* **Directions**:
Please copy the lines of the material below without any change, starting with the line that contains "Objective: one point per instance of the stone" and continuing through the end of the material.

Position annotation records
────────
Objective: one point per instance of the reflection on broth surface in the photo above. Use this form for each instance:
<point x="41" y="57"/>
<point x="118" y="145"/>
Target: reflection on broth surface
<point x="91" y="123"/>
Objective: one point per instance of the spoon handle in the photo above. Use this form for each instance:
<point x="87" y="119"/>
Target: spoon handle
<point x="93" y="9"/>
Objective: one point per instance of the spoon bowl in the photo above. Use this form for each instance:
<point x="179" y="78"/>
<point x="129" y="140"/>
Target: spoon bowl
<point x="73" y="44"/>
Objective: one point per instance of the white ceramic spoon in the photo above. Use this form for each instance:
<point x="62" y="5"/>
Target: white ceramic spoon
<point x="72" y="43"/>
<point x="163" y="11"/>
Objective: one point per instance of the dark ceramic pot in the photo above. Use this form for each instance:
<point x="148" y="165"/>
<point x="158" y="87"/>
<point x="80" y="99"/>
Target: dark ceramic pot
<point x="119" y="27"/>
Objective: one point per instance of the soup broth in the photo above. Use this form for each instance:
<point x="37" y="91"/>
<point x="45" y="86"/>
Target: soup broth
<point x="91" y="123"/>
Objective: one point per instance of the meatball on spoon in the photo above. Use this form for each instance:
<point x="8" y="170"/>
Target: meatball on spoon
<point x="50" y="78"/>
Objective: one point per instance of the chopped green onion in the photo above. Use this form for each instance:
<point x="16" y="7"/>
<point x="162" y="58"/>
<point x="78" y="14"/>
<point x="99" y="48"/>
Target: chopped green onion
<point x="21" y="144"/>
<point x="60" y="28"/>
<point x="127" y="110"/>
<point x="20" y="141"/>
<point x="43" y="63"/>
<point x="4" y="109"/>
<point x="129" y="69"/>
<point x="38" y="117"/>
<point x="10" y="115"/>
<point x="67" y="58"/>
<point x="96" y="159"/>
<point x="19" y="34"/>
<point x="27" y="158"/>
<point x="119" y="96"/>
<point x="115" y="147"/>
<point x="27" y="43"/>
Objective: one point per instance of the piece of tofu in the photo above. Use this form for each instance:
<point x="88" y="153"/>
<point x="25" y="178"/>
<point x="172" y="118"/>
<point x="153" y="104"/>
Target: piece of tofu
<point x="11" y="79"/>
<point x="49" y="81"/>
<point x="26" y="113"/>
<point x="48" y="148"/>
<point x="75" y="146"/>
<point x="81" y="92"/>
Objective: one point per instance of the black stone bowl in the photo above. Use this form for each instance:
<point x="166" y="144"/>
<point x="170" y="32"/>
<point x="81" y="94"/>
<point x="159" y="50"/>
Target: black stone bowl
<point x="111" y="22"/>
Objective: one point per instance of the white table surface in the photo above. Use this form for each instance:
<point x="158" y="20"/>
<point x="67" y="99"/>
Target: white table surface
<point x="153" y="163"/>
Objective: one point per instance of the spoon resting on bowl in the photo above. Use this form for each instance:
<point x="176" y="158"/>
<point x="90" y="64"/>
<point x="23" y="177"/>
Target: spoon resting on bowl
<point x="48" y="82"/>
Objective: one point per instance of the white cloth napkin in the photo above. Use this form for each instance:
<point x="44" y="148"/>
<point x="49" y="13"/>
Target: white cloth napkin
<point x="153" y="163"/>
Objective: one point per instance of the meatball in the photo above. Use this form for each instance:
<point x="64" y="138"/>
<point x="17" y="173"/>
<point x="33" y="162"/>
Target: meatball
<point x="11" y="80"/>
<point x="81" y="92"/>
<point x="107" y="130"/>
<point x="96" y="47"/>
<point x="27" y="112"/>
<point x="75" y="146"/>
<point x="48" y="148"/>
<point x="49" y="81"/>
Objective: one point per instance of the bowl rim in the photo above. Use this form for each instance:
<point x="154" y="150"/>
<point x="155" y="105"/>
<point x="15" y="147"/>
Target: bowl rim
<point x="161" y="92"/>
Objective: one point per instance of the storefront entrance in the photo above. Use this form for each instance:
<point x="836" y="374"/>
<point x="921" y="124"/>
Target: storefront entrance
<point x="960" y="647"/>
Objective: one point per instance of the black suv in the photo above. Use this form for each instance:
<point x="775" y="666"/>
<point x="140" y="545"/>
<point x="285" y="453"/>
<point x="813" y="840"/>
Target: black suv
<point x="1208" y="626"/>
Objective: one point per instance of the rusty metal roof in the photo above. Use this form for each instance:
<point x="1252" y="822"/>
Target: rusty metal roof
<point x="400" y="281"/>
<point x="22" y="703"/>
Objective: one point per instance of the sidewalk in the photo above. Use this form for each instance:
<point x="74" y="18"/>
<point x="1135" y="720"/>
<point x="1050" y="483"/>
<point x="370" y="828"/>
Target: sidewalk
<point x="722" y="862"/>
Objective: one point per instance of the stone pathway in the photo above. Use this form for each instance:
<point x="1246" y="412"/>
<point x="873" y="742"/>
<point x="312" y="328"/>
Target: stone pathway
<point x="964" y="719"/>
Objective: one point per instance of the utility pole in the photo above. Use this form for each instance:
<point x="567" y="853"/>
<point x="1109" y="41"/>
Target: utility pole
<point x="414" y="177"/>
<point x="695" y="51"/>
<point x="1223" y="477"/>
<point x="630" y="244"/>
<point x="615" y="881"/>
────────
* **Correct result**:
Objective: one point per instance of the stone pathway in the photo above. Use this form for each instance:
<point x="1246" y="412"/>
<point x="873" y="742"/>
<point x="312" y="328"/>
Target: stone pathway
<point x="964" y="719"/>
Objective: one point per instance of the utility pole in the photo above. Use this form for each instance:
<point x="567" y="853"/>
<point x="1109" y="41"/>
Target: utility pole
<point x="414" y="177"/>
<point x="695" y="51"/>
<point x="1223" y="477"/>
<point x="630" y="244"/>
<point x="615" y="881"/>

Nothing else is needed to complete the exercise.